**WORK ITEM**
Reproduce the text on enantiopure drugs word for word, in full.

**EXTRACTED TEXT**
# # # # # # #

= Enantiopure drug =

Class of pharmaceutical drug

An enantiopure drug is a pharmaceutical available in one specific enantiomeric form. Most biomolecules (proteins, sugars, etc.) are present in only one of many chiral forms, so different enantiomers of a chiral drug molecule bind differently (or not at all) to target receptors.

The use of a drug with a single enantiomer intends to make it more effective. One enantiomer of a drug may have a desired beneficial effect while the other may cause serious and undesired side effects, or sometimes even beneficial but entirely different effects. The desired enantiomer of a given drug is known as the eutomer while the undesired enantiomer is known as the distomer. When equal amounts of both enantiomers are found in a mixture, the mixture is known as a racemic mixture. If a mixture for a drug does not have a 1:1 ratio of its enantiomers it is a candidate for an enantiopure drug.

Advances in industrial chemical processes have made it economical for pharmaceutical manufacturers to take drugs that were originally marketed as a racemic mixture and market the individual enantiomers, either by specifically manufacturing the desired enantiomer or by resolving a racemic mixture. On a case-by-case basis, the U.S. Food and Drug Administration (FDA) has allowed single enantiomers of certain drugs to be marketed under a different name than the racemic mixture. Also case-by-case, the United States Patent Office has granted patents for single enantiomers of certain drugs. The regulatory review for marketing approval (safety and efficacy) and for patenting (proprietary rights) is independent, and differs country by country.

# # # # # # #

**SUPPLIED MATERIAL**
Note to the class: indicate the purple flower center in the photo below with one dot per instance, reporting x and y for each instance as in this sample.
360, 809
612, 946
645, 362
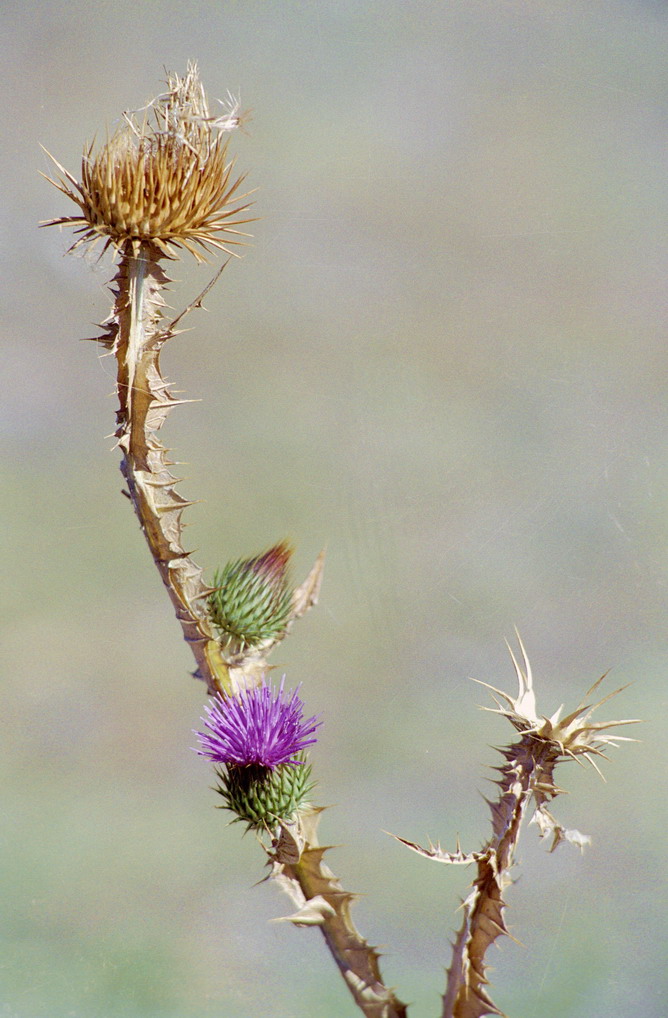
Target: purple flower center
261, 726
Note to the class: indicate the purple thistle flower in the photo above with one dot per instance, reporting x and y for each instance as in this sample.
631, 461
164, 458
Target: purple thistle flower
260, 726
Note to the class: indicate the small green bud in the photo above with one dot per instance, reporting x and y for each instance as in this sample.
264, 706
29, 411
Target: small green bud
253, 600
261, 796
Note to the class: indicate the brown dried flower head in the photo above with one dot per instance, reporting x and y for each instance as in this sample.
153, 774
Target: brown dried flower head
166, 180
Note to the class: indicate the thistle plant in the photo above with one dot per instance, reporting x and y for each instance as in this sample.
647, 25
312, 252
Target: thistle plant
161, 185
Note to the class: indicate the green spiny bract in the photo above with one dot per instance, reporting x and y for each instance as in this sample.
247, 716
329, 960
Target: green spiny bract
262, 797
252, 602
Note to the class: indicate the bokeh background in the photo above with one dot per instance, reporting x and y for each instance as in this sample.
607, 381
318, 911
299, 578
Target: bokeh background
443, 356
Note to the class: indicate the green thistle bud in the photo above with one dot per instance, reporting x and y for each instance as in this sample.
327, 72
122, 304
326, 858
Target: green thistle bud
261, 796
252, 603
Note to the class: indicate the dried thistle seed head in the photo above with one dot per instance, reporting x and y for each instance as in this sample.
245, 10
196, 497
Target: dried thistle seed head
165, 180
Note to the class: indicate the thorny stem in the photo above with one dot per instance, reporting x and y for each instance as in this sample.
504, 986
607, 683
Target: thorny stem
297, 865
530, 766
135, 338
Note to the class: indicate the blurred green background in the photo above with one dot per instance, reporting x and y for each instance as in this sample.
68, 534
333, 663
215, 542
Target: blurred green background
443, 356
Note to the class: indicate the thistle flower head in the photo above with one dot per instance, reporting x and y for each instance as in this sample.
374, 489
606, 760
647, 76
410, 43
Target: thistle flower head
165, 179
261, 727
252, 602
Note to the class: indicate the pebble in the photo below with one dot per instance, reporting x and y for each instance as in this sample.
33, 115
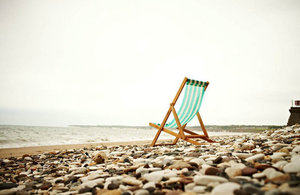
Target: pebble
255, 157
264, 163
225, 188
206, 179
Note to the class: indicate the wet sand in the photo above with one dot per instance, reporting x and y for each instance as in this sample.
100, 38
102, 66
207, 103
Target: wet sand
17, 152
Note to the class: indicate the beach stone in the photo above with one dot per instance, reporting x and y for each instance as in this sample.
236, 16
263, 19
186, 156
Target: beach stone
142, 192
255, 157
272, 173
7, 185
292, 167
180, 165
247, 146
92, 183
199, 189
277, 156
295, 159
206, 179
248, 171
225, 188
28, 158
211, 171
198, 161
46, 186
281, 179
108, 192
218, 160
189, 187
154, 176
80, 170
132, 181
251, 189
233, 172
296, 150
112, 186
149, 185
242, 155
262, 166
99, 157
258, 175
280, 164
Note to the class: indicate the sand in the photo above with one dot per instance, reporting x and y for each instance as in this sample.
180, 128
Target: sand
17, 152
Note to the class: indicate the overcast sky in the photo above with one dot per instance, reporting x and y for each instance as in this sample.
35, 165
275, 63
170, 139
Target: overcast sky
120, 62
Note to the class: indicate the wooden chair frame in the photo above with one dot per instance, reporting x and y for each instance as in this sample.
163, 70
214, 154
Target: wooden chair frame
182, 130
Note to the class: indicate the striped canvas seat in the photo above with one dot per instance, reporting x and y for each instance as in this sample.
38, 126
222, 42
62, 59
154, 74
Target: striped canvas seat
189, 108
191, 103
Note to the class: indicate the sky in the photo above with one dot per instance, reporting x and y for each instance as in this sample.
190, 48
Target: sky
121, 62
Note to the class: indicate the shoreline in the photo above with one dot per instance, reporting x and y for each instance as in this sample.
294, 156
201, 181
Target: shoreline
32, 150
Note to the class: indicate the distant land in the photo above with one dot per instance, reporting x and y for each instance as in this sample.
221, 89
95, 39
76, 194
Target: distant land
230, 128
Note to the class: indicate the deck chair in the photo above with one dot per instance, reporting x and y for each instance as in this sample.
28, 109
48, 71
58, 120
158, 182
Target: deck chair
194, 91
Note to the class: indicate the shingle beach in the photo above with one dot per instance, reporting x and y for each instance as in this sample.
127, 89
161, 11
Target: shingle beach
258, 163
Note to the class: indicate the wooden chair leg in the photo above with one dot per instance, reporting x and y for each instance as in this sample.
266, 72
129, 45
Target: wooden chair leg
178, 122
202, 125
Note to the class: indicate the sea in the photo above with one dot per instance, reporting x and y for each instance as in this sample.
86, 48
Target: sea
15, 136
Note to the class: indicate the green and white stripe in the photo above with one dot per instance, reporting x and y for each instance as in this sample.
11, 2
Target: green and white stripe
194, 92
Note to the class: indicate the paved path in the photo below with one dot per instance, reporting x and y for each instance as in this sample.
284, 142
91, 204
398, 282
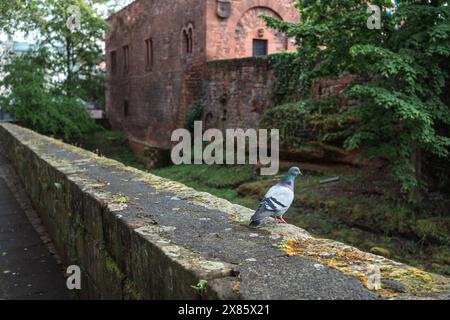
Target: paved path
27, 269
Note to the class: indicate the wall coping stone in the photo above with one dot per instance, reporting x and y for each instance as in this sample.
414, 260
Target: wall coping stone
180, 236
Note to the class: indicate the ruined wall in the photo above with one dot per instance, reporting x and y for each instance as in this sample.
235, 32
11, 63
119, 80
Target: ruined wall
148, 103
156, 97
233, 24
139, 236
236, 92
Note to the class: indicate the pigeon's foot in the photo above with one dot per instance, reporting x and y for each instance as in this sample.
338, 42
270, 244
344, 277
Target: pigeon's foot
279, 220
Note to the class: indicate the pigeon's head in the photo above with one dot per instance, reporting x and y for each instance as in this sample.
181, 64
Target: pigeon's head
294, 172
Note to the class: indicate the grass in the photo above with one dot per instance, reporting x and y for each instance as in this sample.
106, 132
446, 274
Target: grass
363, 209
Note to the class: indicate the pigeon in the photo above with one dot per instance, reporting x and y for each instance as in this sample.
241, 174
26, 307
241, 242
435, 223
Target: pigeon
277, 200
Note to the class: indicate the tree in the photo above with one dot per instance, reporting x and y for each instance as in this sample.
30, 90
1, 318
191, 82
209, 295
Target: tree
70, 33
37, 104
394, 105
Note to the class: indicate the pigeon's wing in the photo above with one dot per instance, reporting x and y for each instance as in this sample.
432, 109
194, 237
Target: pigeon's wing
276, 202
282, 198
260, 214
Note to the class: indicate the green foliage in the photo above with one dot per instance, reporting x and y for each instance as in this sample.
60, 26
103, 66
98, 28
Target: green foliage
394, 103
288, 83
195, 113
200, 288
73, 54
292, 120
38, 105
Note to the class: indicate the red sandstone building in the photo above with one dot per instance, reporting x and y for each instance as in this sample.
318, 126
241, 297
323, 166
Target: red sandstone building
163, 54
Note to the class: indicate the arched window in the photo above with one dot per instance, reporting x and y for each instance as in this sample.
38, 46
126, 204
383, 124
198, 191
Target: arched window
188, 39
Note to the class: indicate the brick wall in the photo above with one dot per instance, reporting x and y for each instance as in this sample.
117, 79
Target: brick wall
236, 92
156, 97
149, 103
232, 37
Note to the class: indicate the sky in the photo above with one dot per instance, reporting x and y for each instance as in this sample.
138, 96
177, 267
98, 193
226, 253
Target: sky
102, 9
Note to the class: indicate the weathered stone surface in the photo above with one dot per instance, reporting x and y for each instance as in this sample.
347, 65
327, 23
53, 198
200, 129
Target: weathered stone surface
149, 102
118, 223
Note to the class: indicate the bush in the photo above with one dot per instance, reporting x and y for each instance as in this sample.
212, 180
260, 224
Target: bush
292, 121
195, 113
34, 103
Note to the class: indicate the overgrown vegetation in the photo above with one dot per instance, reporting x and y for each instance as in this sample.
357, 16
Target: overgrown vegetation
38, 105
194, 113
394, 105
47, 87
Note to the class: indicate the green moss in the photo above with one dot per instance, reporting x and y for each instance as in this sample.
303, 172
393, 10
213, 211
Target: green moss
132, 291
381, 252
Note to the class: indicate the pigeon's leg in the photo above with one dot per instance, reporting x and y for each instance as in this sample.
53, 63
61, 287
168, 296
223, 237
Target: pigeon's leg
283, 221
277, 220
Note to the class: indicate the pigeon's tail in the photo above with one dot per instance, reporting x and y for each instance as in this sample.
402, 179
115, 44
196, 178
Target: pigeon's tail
259, 215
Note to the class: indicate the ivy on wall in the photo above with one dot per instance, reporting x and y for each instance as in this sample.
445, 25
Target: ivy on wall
287, 69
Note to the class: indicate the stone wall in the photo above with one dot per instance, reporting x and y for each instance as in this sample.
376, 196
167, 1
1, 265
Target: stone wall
230, 36
139, 236
236, 92
150, 102
156, 95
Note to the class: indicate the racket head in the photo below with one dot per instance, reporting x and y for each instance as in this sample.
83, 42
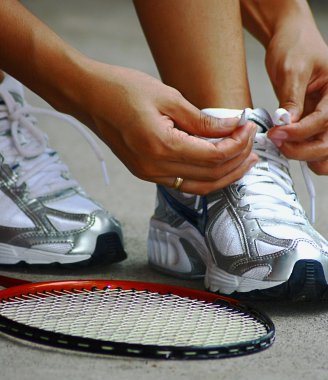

# # # # # # #

**REPLY**
= Enantiopure drug =

Class of pharmaceutical drug

An enantiopure drug is a pharmaceutical available in one specific enantiomeric form. Most biomolecules (proteins, sugars, etc.) are present in only one of many chiral forms, so different enantiomers of a chiral drug molecule bind differently (or not at all) to target receptors.

The use of a drug with a single enantiomer intends to make it more effective. One enantiomer of a drug may have a desired beneficial effect while the other may cause serious and undesired side effects, or sometimes even beneficial but entirely different effects. The desired enantiomer of a given drug is known as the eutomer while the undesired enantiomer is known as the distomer. When equal amounts of both enantiomers are found in a mixture, the mixture is known as a racemic mixture. If a mixture for a drug does not have a 1:1 ratio of its enantiomers it is a candidate for an enantiopure drug.

Advances in industrial chemical processes have made it economical for pharmaceutical manufacturers to take drugs that were originally marketed as a racemic mixture and market the individual enantiomers, either by specifically manufacturing the desired enantiomer or by resolving a racemic mixture. On a case-by-case basis, the U.S. Food and Drug Administration (FDA) has allowed single enantiomers of certain drugs to be marketed under a different name than the racemic mixture. Also case-by-case, the United States Patent Office has granted patents for single enantiomers of certain drugs. The regulatory review for marketing approval (safety and efficacy) and for patenting (proprietary rights) is independent, and differs country by country.